The request:
Retype precisely the section of the data that starts at the line containing "Can you find the tree foliage?" and runs to its final line, ends included.

┏━━

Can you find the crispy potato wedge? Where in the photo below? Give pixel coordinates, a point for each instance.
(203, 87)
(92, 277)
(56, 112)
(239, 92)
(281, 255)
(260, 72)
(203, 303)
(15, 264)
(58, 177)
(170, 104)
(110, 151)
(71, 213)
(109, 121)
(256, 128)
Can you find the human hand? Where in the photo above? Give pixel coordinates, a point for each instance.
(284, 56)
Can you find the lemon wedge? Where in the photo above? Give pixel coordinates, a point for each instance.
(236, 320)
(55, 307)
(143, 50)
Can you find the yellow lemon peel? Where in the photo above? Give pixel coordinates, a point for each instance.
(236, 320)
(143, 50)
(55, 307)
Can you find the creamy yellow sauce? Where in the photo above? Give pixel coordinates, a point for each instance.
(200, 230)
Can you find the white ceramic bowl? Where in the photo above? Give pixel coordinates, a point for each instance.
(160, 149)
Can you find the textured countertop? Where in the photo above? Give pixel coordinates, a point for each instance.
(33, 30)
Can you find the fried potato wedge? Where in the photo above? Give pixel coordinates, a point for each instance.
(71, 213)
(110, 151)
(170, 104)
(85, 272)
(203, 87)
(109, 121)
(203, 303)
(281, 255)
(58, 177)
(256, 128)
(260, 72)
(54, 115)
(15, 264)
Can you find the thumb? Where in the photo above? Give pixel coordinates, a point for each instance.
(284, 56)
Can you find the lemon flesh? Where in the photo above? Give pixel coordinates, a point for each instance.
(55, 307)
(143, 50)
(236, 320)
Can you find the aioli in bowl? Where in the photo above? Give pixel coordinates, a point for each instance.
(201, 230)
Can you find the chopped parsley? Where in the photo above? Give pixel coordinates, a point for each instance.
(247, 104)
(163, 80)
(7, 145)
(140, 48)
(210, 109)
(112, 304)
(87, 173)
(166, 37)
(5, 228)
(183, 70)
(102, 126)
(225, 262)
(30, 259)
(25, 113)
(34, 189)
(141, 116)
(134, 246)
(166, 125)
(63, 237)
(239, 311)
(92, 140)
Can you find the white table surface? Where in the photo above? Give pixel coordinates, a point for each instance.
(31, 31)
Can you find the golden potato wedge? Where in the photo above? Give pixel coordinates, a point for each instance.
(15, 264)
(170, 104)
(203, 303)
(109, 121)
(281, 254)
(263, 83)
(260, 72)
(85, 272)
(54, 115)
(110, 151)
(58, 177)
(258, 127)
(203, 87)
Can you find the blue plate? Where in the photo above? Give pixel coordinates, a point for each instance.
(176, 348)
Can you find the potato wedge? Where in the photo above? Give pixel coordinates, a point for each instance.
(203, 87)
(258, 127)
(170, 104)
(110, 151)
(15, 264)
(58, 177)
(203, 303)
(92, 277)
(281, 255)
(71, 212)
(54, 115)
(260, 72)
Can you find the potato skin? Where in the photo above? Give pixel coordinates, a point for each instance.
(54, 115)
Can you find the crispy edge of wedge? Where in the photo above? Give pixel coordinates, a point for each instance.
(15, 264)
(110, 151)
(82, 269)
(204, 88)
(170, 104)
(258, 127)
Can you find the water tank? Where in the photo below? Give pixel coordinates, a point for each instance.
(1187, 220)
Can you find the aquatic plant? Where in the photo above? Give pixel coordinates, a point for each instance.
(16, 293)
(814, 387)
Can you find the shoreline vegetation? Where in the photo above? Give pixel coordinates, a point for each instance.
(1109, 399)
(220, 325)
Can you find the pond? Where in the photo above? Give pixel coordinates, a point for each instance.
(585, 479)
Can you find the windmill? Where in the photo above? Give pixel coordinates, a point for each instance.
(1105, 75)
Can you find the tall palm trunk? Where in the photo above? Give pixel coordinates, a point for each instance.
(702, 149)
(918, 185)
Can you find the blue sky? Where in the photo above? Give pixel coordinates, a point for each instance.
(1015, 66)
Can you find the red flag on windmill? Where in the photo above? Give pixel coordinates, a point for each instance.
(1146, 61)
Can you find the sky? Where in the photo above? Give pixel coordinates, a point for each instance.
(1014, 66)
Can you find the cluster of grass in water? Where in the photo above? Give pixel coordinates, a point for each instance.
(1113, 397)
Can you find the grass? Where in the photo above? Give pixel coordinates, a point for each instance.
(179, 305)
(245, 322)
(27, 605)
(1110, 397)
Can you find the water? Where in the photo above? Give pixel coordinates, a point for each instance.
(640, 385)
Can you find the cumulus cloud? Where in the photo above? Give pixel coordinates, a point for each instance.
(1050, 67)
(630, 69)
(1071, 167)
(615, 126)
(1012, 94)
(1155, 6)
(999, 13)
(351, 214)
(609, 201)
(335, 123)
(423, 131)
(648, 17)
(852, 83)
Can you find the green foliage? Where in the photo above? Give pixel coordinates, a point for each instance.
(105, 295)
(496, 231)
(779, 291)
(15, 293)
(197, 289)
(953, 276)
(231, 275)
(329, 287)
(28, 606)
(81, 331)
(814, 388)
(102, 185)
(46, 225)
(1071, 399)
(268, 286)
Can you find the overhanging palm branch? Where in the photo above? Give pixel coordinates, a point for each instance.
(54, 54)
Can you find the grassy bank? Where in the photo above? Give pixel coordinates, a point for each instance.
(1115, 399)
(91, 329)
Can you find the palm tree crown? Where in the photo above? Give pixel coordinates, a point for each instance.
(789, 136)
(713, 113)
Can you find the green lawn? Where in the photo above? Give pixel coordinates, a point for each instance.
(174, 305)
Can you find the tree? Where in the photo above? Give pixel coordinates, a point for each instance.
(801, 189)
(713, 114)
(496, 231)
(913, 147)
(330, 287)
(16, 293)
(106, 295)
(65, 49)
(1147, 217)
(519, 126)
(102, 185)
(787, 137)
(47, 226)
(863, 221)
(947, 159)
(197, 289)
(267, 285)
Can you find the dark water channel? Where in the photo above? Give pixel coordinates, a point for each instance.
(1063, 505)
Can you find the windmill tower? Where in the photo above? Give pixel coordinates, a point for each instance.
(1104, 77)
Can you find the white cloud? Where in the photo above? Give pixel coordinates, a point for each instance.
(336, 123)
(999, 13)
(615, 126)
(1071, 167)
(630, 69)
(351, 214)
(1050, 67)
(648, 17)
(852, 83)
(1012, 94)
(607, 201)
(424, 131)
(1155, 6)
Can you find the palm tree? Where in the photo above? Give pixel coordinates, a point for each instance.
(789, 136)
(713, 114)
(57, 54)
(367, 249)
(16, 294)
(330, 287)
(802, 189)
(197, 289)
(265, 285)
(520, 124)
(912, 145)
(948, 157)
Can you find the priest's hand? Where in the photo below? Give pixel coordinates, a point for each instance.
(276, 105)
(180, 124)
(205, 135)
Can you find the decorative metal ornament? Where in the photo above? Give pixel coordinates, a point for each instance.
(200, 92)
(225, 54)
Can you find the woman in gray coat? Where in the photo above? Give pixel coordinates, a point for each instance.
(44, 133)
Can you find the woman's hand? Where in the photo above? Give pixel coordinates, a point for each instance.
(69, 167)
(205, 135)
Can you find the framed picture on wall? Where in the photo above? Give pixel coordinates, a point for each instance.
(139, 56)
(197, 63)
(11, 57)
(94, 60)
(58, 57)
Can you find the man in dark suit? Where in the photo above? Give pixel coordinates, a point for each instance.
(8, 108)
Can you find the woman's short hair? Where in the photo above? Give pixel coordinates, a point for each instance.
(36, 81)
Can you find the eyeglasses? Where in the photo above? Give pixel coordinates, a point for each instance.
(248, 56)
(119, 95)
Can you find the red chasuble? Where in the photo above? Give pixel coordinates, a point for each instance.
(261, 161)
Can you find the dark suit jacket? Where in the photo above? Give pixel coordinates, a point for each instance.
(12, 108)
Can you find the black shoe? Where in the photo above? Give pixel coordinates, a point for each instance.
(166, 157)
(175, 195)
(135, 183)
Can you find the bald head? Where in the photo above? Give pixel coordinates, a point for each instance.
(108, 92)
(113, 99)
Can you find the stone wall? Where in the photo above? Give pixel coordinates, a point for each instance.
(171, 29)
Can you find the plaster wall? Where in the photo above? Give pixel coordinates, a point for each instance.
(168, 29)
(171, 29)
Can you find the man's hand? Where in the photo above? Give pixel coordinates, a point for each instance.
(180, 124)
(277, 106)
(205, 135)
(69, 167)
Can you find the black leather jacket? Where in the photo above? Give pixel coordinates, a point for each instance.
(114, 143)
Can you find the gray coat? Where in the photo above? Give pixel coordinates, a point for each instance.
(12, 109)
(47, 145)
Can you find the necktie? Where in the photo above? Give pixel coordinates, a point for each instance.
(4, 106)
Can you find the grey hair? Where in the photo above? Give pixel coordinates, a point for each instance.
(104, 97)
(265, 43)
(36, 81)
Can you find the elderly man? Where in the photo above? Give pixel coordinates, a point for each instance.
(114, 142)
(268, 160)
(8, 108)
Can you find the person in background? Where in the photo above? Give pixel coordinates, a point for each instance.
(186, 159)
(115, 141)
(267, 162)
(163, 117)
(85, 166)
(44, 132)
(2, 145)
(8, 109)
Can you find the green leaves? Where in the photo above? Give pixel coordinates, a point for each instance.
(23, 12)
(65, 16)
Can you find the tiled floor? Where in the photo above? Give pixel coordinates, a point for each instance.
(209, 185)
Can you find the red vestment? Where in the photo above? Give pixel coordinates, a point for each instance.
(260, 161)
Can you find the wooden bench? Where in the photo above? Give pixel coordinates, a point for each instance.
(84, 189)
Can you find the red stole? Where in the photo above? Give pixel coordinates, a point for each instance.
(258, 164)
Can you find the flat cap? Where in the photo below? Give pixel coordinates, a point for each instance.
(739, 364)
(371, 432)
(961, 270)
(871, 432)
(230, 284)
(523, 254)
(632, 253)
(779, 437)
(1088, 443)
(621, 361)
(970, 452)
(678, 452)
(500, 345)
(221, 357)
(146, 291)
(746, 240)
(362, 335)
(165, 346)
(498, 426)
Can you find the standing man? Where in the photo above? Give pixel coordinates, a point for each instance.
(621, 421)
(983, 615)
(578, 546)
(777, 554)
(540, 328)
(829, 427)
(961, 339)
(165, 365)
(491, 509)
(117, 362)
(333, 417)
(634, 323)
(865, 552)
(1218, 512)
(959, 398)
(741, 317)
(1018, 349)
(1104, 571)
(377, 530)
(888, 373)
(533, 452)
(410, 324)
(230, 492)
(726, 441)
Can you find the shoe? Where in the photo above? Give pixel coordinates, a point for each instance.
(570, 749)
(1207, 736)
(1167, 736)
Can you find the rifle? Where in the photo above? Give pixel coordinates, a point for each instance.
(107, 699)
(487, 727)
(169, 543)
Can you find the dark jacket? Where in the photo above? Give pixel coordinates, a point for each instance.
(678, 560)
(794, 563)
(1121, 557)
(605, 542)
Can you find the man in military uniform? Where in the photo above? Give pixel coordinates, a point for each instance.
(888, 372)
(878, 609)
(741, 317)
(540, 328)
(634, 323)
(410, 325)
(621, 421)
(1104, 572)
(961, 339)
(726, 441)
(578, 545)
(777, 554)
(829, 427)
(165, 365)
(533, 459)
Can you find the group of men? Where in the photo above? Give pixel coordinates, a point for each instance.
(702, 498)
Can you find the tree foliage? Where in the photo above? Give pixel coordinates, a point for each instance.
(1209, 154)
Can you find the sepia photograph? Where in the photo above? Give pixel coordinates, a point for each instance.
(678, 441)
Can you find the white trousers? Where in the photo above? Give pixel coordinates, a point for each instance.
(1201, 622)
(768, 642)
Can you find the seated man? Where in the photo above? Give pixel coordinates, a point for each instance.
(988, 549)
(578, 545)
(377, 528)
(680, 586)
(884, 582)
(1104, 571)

┗━━

Solution:
Can you find the tree foliage? Where in the photo above? Give pixel coordinates, a point for each instance.
(1209, 154)
Can you find the sepia photograph? Where in the photo above? Give pixel coordinates, a point for each instance.
(678, 441)
Can you find the white trousers? Where in the photo above? Give pixel coordinates, a point for each instance.
(1201, 622)
(768, 642)
Can you find the seated man? Where in the photo above? Give pixel coordinates, a point for each instance.
(988, 549)
(578, 545)
(377, 528)
(680, 586)
(884, 582)
(1104, 571)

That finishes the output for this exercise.